• **Document section**:
━━━━━━━━━━━━━━━━━━━━━━━━━━━━━━
When I was still single and living at home, we had gone to a funeral. I was all tore up and crying lots…. and believe me I get reeeally messy looking when I cry. Like blotchy face/neck, red nose, puffy eyes, etc. Anyway, my dear mom came to me afterward (she had been observing me going through the viewing line) and says “carmen, you are beautiful when you cry”. I know she was talking about something deeper then what meets the eye. It has stuck w/ me all these years, and somehow helps me relax when I cry….and know that it’s okay.
Audrey, I bet I’d say the same thing about you if I saw you cry!
Oh what a subject. I cry all. the. time. Not because I want to, but because absolutely anything turns on the raging faucets. I hate it. I want to sit in church and hear something really moving and NOT start crying. I want to go to a wedding and not look down to hide my tears when everyone else is smiling at the bride. I want to be poised and serene when something only relatively sad happens, but NO, not me, I start crying. I do not cry pretty either, I can’t talk when I cry, I look awful, oh I shouldn’t even get started on this! Enough said or I start crying just writing all this.
I am the same way you are. I hardly cry…maybe 4 times a year! And when I do…yeah, it’s messy.
I am not a pretty crier. =)
━━━━━━━━━━━━━━━━━━━━━━━━━━━━━━
• **Set exercise**: Reproduce the comments about crying word for word, in full. Nothing in the data below is needed.
━━━━━━━━━━━━━━━━━━━━━━━━━━━━━━
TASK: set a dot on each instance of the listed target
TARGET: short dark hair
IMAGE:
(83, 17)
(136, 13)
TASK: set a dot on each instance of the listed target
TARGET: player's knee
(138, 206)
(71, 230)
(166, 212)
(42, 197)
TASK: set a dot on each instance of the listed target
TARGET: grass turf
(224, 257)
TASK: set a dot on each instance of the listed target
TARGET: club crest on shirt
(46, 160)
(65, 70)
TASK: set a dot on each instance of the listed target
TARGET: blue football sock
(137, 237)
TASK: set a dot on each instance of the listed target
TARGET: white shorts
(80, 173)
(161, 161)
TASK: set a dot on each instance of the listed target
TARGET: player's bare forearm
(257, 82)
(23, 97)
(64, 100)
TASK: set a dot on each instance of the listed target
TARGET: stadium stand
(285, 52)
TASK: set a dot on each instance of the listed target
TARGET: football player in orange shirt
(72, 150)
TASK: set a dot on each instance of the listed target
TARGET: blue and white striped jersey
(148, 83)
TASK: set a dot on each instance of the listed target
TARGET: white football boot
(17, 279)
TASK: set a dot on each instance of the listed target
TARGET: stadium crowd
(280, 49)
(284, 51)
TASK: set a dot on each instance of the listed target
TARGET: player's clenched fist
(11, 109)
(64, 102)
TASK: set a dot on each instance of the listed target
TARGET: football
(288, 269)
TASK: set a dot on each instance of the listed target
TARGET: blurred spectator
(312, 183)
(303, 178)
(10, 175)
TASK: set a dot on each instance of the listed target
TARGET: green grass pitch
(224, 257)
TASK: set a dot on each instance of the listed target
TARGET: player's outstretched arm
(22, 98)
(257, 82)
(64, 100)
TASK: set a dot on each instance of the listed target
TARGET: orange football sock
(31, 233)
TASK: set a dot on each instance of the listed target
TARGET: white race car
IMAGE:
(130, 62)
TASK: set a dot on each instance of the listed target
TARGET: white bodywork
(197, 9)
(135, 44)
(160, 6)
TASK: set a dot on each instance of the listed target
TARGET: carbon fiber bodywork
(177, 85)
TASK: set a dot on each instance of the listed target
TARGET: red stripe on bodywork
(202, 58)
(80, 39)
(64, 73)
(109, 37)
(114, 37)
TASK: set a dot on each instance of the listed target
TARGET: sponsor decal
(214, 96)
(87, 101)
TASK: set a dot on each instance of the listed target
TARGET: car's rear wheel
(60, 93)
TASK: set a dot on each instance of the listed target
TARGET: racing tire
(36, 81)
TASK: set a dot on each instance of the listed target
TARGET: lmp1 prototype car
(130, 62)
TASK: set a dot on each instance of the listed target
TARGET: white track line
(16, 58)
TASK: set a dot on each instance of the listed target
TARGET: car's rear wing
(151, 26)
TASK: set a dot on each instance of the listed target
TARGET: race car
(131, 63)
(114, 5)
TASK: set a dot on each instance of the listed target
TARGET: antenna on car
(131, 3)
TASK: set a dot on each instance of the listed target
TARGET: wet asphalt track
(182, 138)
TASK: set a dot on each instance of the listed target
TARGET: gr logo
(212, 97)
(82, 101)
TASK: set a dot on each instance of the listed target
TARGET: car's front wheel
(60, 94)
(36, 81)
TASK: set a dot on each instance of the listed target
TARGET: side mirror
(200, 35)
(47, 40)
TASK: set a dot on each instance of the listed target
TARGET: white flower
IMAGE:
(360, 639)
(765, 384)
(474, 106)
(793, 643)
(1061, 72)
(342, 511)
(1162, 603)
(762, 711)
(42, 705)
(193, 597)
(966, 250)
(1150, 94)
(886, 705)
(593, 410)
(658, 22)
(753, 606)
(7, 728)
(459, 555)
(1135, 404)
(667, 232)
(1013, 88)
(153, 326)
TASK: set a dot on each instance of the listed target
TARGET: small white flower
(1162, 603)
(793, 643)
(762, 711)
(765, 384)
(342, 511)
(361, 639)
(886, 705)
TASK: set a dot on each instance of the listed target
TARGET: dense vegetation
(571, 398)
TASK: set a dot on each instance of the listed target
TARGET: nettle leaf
━━━━━━━━━━━━━━━━━━━━━━━━━━━━━━
• **Answer to the task**:
When I was still single and living at home, we had gone to a funeral. I was all tore up and crying lots…. and believe me I get reeeally messy looking when I cry. Like blotchy face/neck, red nose, puffy eyes, etc. Anyway, my dear mom came to me afterward (she had been observing me going through the viewing line) and says “carmen, you are beautiful when you cry”. I know she was talking about something deeper then what meets the eye. It has stuck w/ me all these years, and somehow helps me relax when I cry….and know that it’s okay.
Audrey, I bet I’d say the same thing about you if I saw you cry!
Oh what a subject. I cry all. the. time. Not because I want to, but because absolutely anything turns on the raging faucets. I hate it. I want to sit in church and hear something really moving and NOT start crying. I want to go to a wedding and not look down to hide my tears when everyone else is smiling at the bride. I want to be poised and serene when something only relatively sad happens, but NO, not me, I start crying. I do not cry pretty either, I can’t talk when I cry, I look awful, oh I shouldn’t even get started on this! Enough said or I start crying just writing all this.
I am the same way you are. I hardly cry…maybe 4 times a year! And when I do…yeah, it’s messy.
I am not a pretty crier. =)